**** SUPPLIED RECORDS

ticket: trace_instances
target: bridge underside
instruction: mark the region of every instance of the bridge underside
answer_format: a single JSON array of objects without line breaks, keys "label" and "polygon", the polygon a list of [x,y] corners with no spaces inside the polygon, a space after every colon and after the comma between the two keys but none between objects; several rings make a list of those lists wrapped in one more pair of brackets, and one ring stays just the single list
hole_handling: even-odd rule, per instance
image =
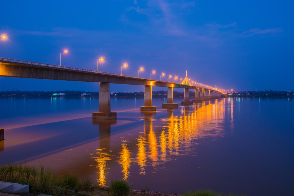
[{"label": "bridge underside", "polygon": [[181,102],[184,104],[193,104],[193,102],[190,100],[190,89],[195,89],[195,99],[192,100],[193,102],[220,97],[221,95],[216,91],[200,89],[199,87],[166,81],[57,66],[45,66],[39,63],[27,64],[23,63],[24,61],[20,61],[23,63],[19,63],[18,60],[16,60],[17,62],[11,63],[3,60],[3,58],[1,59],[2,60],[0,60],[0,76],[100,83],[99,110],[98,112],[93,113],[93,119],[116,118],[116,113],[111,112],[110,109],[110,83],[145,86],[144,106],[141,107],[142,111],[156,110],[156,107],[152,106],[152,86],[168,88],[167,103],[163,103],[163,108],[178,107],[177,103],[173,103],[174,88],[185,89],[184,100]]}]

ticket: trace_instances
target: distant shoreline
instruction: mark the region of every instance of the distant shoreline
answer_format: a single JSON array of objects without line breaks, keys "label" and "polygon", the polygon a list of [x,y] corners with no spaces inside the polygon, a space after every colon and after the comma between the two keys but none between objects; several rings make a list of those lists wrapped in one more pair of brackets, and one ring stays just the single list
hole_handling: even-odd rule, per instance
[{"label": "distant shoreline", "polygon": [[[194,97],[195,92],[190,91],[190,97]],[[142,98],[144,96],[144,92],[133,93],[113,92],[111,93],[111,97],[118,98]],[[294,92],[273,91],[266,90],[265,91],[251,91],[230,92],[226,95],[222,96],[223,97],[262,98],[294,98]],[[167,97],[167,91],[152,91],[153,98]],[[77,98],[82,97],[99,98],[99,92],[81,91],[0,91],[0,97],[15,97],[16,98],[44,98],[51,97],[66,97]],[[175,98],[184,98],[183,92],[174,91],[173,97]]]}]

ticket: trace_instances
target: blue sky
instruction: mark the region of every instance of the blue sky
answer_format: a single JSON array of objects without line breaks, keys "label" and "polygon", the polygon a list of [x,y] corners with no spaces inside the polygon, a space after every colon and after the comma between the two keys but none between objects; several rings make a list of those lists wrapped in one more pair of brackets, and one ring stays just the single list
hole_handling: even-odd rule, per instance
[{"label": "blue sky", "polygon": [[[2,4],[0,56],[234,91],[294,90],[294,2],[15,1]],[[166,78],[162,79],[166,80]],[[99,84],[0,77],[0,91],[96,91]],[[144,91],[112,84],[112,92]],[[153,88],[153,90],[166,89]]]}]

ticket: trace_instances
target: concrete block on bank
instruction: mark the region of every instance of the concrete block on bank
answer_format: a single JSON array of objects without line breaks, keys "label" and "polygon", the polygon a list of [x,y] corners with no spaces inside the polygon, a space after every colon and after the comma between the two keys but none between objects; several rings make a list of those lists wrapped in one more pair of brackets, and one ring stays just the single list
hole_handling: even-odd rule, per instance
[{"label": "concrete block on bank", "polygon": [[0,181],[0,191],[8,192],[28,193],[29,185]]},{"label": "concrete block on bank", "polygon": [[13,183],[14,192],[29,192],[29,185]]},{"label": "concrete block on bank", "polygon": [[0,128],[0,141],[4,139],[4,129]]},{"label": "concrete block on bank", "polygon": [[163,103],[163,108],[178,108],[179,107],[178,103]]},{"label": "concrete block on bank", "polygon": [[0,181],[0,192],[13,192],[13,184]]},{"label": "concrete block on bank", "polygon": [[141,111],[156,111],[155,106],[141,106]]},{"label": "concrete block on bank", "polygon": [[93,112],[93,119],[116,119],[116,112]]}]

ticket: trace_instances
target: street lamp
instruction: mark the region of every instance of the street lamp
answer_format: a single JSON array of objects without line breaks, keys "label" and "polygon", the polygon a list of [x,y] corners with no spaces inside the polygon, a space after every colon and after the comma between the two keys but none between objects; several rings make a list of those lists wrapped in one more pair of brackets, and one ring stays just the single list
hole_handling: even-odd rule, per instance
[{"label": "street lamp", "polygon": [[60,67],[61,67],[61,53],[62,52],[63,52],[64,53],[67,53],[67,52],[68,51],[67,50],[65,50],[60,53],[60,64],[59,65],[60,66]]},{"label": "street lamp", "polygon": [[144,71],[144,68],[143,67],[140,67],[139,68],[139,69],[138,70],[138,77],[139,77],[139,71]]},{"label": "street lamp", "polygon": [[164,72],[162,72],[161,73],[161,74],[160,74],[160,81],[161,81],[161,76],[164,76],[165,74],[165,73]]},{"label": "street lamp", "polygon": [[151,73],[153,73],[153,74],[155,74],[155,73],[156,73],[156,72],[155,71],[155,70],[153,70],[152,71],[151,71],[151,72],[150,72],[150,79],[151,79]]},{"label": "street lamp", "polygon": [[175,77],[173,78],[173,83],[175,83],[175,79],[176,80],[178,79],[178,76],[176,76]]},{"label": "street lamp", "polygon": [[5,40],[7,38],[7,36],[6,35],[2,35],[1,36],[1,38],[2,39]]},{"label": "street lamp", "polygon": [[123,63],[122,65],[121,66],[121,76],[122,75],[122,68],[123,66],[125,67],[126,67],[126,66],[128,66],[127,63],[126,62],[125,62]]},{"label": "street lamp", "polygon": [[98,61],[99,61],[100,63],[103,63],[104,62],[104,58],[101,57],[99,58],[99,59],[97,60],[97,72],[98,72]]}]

********

## PROBLEM REQUIREMENTS
Copy every row above word for word, omitting the pictures.

## RESPONSE TO THE TASK
ticket: trace_instances
target: bridge underside
instruction: mark the region of every instance of the bridge underside
answer_format: a single JSON array of objects without line breaks, keys "label" and "polygon", the polygon a list of [x,y] corners with no spaces inside the polygon, a space after every colon and after the comma between the two keys but none between objects; several rings make a list of those lists wrapped in one more pair of brackets, and one ring stays just the single list
hole_handling: even-odd rule, per instance
image =
[{"label": "bridge underside", "polygon": [[181,102],[184,104],[193,104],[193,102],[190,100],[190,89],[195,89],[195,99],[192,100],[193,102],[220,97],[221,95],[216,91],[200,89],[199,87],[166,81],[57,66],[45,66],[39,63],[27,64],[23,63],[24,61],[20,61],[23,63],[19,63],[18,60],[16,60],[17,62],[11,63],[3,60],[3,58],[1,59],[2,60],[0,60],[0,76],[100,83],[99,110],[98,112],[93,113],[93,119],[116,118],[116,113],[111,112],[110,109],[110,83],[145,86],[144,106],[141,107],[142,111],[156,110],[156,107],[152,106],[152,86],[168,88],[167,103],[163,103],[163,108],[178,107],[177,103],[173,103],[174,88],[185,89],[184,100]]}]

ticket: trace_instances
target: distant shoreline
instruction: mark the region of every instance of the distant shoreline
answer_format: a single JSON array of objects without line breaks, keys "label" and "polygon", the polygon a list of [x,y] corners with no spaces inside the polygon, a space after every colon and after the comma between the two keys but none between objects; several rings make a list of those lists wrapped in one more pair of brackets, and one ring stays just the single list
hole_handling: even-odd rule, per instance
[{"label": "distant shoreline", "polygon": [[[194,97],[195,92],[190,91],[190,97]],[[142,98],[144,96],[144,92],[133,93],[113,92],[111,93],[111,97],[118,98]],[[294,92],[273,91],[266,90],[265,91],[251,91],[230,92],[226,95],[222,96],[223,97],[262,98],[294,98]],[[167,97],[167,91],[152,91],[153,98]],[[77,98],[82,97],[99,98],[99,92],[81,91],[0,91],[0,97],[15,97],[16,98],[44,98],[51,97],[66,97]],[[175,98],[184,98],[183,92],[174,91],[173,97]]]}]

ticket: trace_instances
target: blue sky
instruction: mark the region of every instance of the blue sky
answer_format: a single JSON array of objects without line breaks, keys "label" and "polygon", the polygon a list of [x,y] corners with no spaces inside the polygon, a space after every colon and after the comma between the two keys but none between objects; several rings make a list of those lists wrapped in one more pair of brackets, and one ring stays just the single list
hole_handling: even-odd rule, per instance
[{"label": "blue sky", "polygon": [[[2,4],[0,56],[234,91],[294,90],[294,2],[15,1]],[[166,78],[162,79],[166,80]],[[99,84],[0,77],[0,91],[96,91]],[[144,91],[112,84],[112,92]],[[153,88],[153,90],[166,89]]]}]

ticket: trace_instances
target: concrete block on bank
instruction: mark the region of every instance of the concrete block on bank
answer_format: a single JSON array of objects without line breaks, keys "label" and "polygon", the polygon a list of [x,y] corners with no spaces inside the polygon, a space after every colon and after the comma between the two keys but none between objects; several rings make a list of those lists wrapped in one more pair of brackets, and one ring stays just the single list
hole_handling: even-odd rule, per instance
[{"label": "concrete block on bank", "polygon": [[0,181],[0,191],[8,192],[28,193],[29,185]]},{"label": "concrete block on bank", "polygon": [[13,183],[14,192],[29,192],[29,185]]},{"label": "concrete block on bank", "polygon": [[0,128],[0,141],[4,139],[4,129]]},{"label": "concrete block on bank", "polygon": [[163,103],[163,108],[178,108],[179,107],[178,103]]},{"label": "concrete block on bank", "polygon": [[0,181],[0,192],[13,192],[13,184]]},{"label": "concrete block on bank", "polygon": [[141,111],[156,111],[155,106],[141,106]]},{"label": "concrete block on bank", "polygon": [[93,112],[93,119],[116,119],[116,112]]}]

ticket: trace_instances
target: street lamp
instruction: mark the region of every instance of the street lamp
answer_format: a single JSON array of objects without line breaks, keys "label" and "polygon", the polygon a list of [x,y] corners with no spaces inside the polygon, a space after every colon and after the comma between the two keys but none between objects; several rings make a list of those lists wrapped in one more pair of brackets, and one ring stays just the single list
hole_handling: even-odd rule, per instance
[{"label": "street lamp", "polygon": [[60,67],[61,67],[61,53],[62,52],[63,52],[64,53],[67,53],[67,52],[68,51],[67,50],[65,50],[60,53],[60,64],[59,65],[60,66]]},{"label": "street lamp", "polygon": [[144,71],[144,68],[143,67],[140,67],[139,68],[139,69],[138,70],[138,77],[139,77],[139,71]]},{"label": "street lamp", "polygon": [[164,72],[162,72],[161,73],[161,74],[160,74],[160,81],[161,81],[161,76],[164,76],[165,74],[165,73]]},{"label": "street lamp", "polygon": [[151,73],[153,73],[153,74],[155,74],[155,73],[156,73],[156,72],[155,71],[155,70],[153,70],[152,71],[151,71],[151,72],[150,72],[150,79],[151,79]]},{"label": "street lamp", "polygon": [[175,77],[173,78],[173,83],[175,83],[175,79],[176,80],[178,79],[178,76],[176,76]]},{"label": "street lamp", "polygon": [[5,40],[7,38],[7,36],[6,35],[2,35],[1,36],[1,38],[2,39]]},{"label": "street lamp", "polygon": [[123,63],[122,65],[121,66],[121,76],[122,75],[122,68],[123,66],[125,67],[126,67],[126,66],[128,66],[127,63],[126,62],[125,62]]},{"label": "street lamp", "polygon": [[98,61],[99,61],[100,63],[103,63],[104,62],[104,58],[101,57],[99,58],[99,59],[97,60],[97,72],[98,72]]}]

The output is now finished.